Update the material starting at the line that contains "tree in this photo." and ending at the end of the material: replace "cobblestone street" with "stone-paved street" and leave everything else unchanged.

☆ ☆ ☆ ☆ ☆ ☆ ☆

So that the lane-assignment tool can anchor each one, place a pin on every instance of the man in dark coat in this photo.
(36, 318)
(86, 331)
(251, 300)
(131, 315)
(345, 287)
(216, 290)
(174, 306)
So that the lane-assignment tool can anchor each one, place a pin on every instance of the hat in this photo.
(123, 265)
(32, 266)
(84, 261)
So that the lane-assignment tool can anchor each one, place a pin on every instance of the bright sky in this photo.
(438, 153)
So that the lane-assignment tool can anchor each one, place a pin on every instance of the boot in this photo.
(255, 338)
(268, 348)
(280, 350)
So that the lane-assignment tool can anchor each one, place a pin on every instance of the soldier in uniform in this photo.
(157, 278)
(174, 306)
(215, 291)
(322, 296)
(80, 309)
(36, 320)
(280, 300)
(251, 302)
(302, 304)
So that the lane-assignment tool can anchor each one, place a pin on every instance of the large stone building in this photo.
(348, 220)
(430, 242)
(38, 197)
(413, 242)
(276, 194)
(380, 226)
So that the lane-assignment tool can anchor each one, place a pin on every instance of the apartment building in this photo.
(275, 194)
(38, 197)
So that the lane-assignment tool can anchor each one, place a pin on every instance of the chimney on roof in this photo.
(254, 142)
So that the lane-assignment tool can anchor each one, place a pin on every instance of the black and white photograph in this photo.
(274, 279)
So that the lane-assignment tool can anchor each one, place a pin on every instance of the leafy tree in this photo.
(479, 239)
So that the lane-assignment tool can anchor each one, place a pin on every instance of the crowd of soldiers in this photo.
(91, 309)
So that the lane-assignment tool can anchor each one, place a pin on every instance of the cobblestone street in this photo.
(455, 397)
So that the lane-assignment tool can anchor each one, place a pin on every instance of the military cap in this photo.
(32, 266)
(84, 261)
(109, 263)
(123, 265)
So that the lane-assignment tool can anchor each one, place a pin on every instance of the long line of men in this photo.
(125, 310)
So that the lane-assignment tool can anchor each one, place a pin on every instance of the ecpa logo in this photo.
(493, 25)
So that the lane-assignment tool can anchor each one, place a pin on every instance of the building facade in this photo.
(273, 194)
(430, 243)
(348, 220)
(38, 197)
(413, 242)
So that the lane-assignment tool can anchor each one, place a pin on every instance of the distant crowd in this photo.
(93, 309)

☆ ☆ ☆ ☆ ☆ ☆ ☆

## TASK RESPONSE
So that the lane-assignment tool can anchor each one, place a pin on every instance of the leafy tree in this photo.
(479, 239)
So that the lane-assignment tool can anchor each one, place a pin on every instance of the crowd of soldiers in this photo.
(91, 309)
So that the lane-assignment tool can anchor each one, place a pin on every instance of the stone-paved street in this photo.
(455, 397)
So that the lane-assignment tool can anchor each one, place a pin on every instance of the military cap in this photo.
(32, 266)
(84, 261)
(109, 263)
(123, 265)
So that the lane-assignment tool can anchor each one, place a pin on every instance of the long line of men in this photo.
(125, 310)
So that the lane-assignment tool can anchor each one, place a pin on every instance of the ecpa logo in this photo.
(493, 25)
So that the lane-assignment tool can anchor each one, place a pin on every instance of the building facade in this photo.
(273, 194)
(430, 243)
(348, 220)
(38, 197)
(413, 242)
So that the lane-assignment tool can anchor each one, place a pin on every instance of the distant crowd in this photo.
(93, 309)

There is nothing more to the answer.